YOUR GOAL: Keeping every character in place, output all the data.

*** MATERIAL PROVIDED

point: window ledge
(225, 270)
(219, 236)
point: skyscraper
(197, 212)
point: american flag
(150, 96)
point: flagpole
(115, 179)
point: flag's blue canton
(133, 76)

******

PROBLEM SOLUTION:
point: window ledge
(225, 270)
(219, 236)
point: skyscraper
(197, 212)
point: american flag
(150, 96)
point: flagpole
(115, 179)
point: flag's blue canton
(133, 76)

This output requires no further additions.